[TASK DESCRIPTION]
Produce again, without any change, the lines running from the one with "of the patio" through the final line of the data below, and only those.

[LISTED ENTRIES]
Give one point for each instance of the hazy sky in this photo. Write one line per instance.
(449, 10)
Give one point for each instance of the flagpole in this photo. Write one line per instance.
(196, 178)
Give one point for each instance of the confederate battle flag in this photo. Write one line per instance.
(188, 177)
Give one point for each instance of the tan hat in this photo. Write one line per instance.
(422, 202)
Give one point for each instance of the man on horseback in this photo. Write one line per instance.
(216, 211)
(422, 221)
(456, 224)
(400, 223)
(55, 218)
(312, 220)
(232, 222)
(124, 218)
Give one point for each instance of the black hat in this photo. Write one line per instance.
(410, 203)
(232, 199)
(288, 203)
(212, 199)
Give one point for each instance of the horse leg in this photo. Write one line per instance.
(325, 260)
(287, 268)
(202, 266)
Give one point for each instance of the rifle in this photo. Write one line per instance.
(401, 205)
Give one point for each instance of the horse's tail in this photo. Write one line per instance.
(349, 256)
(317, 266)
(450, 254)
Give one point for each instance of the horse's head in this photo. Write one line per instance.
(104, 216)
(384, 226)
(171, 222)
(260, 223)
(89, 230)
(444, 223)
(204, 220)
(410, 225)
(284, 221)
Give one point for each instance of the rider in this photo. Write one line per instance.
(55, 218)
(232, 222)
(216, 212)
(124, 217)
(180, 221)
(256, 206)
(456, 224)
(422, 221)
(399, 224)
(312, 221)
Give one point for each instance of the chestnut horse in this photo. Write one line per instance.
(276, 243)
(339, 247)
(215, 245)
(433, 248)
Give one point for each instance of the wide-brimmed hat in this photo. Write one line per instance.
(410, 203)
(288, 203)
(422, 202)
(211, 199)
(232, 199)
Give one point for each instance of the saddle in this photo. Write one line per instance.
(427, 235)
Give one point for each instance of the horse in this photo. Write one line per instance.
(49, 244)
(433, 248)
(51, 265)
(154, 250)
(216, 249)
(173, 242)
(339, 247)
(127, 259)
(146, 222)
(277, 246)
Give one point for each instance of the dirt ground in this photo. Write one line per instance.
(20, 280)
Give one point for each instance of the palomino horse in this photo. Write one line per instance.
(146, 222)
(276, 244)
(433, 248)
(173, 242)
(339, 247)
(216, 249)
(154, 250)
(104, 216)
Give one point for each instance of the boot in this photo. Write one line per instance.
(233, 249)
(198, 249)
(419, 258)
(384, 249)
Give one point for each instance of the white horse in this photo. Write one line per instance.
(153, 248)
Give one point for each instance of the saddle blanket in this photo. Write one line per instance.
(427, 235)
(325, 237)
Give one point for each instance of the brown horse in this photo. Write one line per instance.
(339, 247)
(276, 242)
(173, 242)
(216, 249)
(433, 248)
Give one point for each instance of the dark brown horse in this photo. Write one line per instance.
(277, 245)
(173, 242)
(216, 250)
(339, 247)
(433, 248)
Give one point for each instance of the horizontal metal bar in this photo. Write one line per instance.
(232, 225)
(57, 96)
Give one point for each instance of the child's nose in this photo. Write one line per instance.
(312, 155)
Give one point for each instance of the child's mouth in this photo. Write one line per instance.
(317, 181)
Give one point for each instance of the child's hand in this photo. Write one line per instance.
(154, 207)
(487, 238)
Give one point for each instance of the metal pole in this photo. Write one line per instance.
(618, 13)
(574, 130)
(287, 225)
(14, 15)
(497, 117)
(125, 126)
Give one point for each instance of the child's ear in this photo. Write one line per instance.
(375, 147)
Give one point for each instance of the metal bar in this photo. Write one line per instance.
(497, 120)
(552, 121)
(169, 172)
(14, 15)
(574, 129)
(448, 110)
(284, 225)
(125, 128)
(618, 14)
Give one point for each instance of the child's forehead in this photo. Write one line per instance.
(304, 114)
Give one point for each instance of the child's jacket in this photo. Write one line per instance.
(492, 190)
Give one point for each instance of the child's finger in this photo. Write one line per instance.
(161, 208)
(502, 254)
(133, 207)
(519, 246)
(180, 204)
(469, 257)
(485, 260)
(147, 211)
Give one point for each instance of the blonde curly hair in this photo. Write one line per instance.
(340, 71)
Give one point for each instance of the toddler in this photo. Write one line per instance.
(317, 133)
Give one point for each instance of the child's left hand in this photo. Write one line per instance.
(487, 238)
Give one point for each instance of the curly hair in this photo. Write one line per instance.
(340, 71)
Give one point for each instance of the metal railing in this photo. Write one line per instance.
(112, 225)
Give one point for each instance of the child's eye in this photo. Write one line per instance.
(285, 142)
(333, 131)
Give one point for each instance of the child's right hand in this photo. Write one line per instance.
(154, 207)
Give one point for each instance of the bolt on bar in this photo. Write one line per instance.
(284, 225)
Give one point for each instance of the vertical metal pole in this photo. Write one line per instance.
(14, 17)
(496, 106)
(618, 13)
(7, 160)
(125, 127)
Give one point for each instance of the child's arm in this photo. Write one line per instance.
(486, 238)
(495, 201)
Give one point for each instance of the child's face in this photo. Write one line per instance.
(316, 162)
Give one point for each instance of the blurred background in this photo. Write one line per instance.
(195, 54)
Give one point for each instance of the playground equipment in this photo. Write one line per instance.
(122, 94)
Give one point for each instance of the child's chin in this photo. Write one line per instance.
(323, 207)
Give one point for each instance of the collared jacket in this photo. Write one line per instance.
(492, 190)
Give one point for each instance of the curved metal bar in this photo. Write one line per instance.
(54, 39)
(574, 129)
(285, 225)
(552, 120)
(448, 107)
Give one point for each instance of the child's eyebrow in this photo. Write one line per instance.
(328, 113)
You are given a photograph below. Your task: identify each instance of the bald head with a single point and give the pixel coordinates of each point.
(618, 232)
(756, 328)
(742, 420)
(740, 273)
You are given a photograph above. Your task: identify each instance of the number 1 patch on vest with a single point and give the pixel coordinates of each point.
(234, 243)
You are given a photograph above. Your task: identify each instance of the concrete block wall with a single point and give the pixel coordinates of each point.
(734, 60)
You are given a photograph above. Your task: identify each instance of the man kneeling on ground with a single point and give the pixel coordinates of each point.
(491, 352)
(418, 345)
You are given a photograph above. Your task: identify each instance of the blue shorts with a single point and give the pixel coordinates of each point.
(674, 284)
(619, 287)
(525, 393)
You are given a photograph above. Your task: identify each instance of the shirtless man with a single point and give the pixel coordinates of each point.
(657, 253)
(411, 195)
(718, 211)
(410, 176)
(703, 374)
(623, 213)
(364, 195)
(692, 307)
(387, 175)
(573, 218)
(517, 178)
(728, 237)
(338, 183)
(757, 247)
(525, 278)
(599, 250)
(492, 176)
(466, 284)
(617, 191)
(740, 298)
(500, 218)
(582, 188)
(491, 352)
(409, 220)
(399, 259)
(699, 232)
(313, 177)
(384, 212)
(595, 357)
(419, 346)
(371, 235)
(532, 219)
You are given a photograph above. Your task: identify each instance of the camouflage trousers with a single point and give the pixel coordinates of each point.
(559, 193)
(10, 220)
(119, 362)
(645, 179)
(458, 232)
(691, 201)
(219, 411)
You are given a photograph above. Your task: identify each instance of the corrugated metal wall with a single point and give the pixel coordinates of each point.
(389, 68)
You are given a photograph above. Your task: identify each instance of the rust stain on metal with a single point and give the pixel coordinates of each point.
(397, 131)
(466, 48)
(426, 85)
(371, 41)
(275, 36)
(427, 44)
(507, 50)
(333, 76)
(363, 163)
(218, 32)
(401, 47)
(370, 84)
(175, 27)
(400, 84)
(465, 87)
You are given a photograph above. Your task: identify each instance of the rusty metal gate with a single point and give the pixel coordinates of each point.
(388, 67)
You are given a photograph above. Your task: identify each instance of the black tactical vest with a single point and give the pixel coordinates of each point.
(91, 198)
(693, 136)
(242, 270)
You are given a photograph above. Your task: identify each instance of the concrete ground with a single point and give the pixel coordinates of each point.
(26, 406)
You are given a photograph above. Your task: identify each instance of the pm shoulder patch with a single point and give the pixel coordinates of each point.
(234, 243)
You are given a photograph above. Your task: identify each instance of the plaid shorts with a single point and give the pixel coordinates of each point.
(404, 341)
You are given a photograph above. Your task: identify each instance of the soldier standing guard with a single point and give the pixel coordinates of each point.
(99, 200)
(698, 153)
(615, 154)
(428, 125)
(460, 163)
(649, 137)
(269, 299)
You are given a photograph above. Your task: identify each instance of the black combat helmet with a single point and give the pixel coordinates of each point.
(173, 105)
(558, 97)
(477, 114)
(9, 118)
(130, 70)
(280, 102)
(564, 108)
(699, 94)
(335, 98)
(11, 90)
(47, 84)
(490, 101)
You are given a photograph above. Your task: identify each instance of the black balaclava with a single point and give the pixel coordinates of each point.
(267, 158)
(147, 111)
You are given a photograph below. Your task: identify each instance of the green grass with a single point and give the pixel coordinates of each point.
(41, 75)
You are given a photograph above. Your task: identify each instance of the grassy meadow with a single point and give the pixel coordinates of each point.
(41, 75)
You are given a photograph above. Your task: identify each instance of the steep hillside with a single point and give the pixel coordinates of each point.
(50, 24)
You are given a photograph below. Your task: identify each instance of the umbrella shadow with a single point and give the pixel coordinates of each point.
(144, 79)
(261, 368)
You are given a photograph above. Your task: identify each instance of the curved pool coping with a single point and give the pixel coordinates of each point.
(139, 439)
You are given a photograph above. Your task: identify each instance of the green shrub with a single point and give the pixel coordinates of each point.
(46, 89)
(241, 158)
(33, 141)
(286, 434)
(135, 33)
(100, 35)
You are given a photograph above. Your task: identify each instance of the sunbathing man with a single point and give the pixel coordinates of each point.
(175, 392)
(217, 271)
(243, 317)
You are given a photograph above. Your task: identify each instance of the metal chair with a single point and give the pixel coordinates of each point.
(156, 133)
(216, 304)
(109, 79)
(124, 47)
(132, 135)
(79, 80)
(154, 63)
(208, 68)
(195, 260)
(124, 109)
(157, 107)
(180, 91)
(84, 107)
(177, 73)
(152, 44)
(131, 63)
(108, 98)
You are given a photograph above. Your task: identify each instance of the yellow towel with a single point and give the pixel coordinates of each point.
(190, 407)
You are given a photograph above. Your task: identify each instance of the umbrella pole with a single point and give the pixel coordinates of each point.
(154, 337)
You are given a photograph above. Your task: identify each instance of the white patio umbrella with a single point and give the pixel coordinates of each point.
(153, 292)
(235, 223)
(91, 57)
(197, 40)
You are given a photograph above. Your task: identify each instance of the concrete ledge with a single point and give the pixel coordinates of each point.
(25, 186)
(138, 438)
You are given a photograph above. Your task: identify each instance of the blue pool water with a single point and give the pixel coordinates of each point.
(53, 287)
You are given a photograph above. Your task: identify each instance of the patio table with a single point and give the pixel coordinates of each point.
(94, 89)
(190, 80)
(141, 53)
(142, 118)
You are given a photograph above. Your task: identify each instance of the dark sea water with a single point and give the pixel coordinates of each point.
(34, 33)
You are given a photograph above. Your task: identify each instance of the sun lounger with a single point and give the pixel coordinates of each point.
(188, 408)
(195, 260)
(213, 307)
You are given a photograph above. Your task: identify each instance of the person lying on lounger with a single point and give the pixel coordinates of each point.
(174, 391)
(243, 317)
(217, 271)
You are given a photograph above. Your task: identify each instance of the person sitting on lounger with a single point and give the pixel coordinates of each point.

[SOLUTION TO THIS TASK]
You are given a photograph above. Your task: identify each instance of the patio table with a single point and give the pixel coordinates of each point.
(94, 89)
(190, 80)
(141, 53)
(142, 118)
You are given a photograph above. Your task: identify each instance of the dark sea water with a single point and give the pixel coordinates of each point.
(34, 33)
You are given a photograph above. Your task: identify each instance of the sun lounger with a single point and give the pixel coordinates of each point.
(188, 408)
(195, 260)
(213, 307)
You are given a photograph above. Your task: identify each instance of the person lying on lounger with a single point and give the pixel coordinates of each point.
(174, 391)
(243, 317)
(217, 271)
You are given a photograph above. Your task: identify each instance of the person sitting on lounger with a single point and give the pixel coordinates of each point.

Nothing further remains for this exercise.